··· Data in this exercise
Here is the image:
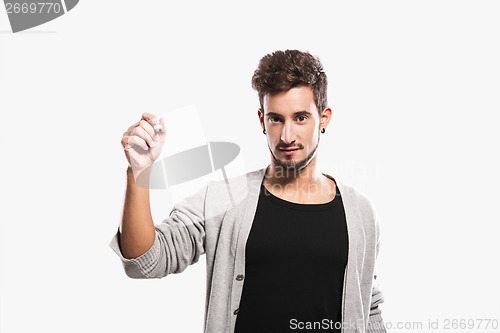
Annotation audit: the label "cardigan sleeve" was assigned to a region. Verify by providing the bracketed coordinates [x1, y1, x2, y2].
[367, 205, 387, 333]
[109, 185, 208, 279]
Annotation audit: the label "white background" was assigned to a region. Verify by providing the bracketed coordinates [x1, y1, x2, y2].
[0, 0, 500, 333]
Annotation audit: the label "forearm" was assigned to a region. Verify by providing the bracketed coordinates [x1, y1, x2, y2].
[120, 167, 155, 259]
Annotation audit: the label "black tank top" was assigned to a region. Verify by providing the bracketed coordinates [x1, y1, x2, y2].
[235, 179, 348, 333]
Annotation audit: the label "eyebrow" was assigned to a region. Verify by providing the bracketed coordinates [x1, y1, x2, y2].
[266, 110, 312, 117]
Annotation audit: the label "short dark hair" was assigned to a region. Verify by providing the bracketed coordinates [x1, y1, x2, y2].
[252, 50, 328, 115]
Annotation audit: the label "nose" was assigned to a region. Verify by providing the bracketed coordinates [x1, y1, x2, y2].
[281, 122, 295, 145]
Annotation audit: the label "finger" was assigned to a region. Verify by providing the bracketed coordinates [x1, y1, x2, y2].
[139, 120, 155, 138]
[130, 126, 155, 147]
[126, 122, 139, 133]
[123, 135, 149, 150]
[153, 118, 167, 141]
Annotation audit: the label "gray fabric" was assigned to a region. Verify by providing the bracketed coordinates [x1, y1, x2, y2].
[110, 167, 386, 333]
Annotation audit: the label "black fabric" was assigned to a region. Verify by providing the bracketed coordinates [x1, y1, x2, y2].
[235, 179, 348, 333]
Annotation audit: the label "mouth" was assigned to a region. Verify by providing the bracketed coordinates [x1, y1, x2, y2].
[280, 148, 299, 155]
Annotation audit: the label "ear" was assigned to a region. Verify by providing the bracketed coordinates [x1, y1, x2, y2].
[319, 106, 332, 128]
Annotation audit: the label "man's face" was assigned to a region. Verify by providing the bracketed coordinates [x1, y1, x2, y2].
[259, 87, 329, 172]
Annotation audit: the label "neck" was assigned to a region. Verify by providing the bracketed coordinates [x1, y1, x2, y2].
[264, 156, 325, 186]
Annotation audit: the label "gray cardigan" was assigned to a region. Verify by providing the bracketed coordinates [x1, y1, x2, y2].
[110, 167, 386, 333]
······
··· Data in this exercise
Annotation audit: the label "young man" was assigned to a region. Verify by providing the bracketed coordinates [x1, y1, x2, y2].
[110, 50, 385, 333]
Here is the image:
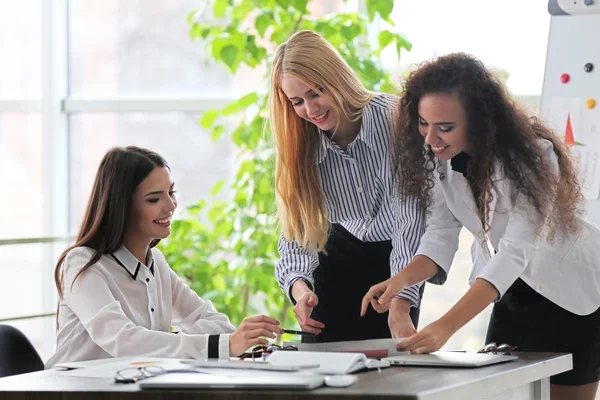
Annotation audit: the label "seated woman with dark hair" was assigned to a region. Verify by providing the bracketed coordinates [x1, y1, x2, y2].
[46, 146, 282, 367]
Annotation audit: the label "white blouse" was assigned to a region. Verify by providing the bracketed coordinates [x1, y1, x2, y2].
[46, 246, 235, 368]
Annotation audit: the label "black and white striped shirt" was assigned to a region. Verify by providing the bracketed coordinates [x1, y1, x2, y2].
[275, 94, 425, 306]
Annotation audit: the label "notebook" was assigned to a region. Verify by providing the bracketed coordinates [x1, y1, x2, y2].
······
__Goal__: Please count the lines in the data above that contain the string "gray", with case counting. Reply with only the number.

__Task output__: 2